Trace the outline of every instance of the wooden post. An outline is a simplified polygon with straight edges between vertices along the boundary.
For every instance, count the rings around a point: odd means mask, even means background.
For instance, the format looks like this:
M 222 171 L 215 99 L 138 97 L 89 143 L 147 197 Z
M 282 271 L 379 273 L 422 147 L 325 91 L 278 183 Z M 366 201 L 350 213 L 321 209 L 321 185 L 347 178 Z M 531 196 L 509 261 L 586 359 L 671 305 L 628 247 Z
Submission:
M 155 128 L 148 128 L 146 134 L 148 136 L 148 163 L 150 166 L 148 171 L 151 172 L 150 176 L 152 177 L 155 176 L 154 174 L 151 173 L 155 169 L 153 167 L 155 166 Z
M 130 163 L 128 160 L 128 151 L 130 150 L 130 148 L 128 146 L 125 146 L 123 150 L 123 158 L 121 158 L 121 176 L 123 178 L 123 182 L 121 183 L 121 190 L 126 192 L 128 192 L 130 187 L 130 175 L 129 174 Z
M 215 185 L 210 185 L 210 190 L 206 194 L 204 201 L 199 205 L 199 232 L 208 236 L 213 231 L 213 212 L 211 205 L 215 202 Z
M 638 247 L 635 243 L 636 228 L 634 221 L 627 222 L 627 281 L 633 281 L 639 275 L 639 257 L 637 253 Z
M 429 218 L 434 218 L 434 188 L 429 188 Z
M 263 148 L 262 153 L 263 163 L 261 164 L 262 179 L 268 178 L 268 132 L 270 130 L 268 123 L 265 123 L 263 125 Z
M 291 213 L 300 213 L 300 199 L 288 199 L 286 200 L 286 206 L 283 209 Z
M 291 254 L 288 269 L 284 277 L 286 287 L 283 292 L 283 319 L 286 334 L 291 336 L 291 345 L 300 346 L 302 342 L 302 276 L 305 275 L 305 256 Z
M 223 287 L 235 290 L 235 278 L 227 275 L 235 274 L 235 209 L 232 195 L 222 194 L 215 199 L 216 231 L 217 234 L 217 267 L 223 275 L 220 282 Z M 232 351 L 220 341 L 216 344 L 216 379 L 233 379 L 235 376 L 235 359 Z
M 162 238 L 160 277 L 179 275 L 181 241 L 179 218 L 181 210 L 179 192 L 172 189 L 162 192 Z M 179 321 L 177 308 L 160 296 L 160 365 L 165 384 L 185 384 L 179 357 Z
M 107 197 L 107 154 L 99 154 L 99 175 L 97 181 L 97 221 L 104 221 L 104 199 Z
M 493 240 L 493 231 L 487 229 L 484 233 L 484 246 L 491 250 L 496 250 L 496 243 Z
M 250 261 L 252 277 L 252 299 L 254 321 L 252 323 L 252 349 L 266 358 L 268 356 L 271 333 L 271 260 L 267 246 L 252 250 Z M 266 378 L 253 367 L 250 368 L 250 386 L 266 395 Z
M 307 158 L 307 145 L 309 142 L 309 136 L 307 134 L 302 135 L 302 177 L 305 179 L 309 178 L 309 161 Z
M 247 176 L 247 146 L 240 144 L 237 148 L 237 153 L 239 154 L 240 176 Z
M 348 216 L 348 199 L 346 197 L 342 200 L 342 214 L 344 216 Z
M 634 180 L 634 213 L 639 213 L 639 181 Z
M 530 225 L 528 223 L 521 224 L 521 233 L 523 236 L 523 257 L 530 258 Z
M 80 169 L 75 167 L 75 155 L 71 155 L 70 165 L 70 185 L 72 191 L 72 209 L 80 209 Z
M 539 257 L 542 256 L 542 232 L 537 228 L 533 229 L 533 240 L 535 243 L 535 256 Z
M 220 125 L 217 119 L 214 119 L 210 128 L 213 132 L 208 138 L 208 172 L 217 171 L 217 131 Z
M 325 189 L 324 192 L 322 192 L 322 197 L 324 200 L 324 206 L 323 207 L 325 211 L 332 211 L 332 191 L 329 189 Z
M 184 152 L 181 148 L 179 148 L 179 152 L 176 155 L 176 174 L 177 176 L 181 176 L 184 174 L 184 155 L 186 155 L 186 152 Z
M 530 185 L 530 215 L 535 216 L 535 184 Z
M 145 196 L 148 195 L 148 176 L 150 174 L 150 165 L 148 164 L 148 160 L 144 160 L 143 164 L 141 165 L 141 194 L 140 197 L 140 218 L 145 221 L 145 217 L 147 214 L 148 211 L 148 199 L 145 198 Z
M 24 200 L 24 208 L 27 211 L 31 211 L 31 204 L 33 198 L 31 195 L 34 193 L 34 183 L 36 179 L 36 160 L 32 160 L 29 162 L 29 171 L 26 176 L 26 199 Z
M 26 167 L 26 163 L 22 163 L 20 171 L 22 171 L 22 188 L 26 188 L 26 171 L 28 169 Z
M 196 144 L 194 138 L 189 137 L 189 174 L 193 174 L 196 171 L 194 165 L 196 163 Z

--------------------

● **WHAT YOU SHOULD DO**: Please report every line of the listing above that contains the string "instance". Matching is case-sensitive.

● **REPLY TO THE TASK**:
Trace the outline of every instance of the wooden post. An outline is a simplified polygon with straight edges between vertices along the boundary.
For every instance, count the rings around a point: odd means mask, even means background.
For instance, the format looks like this:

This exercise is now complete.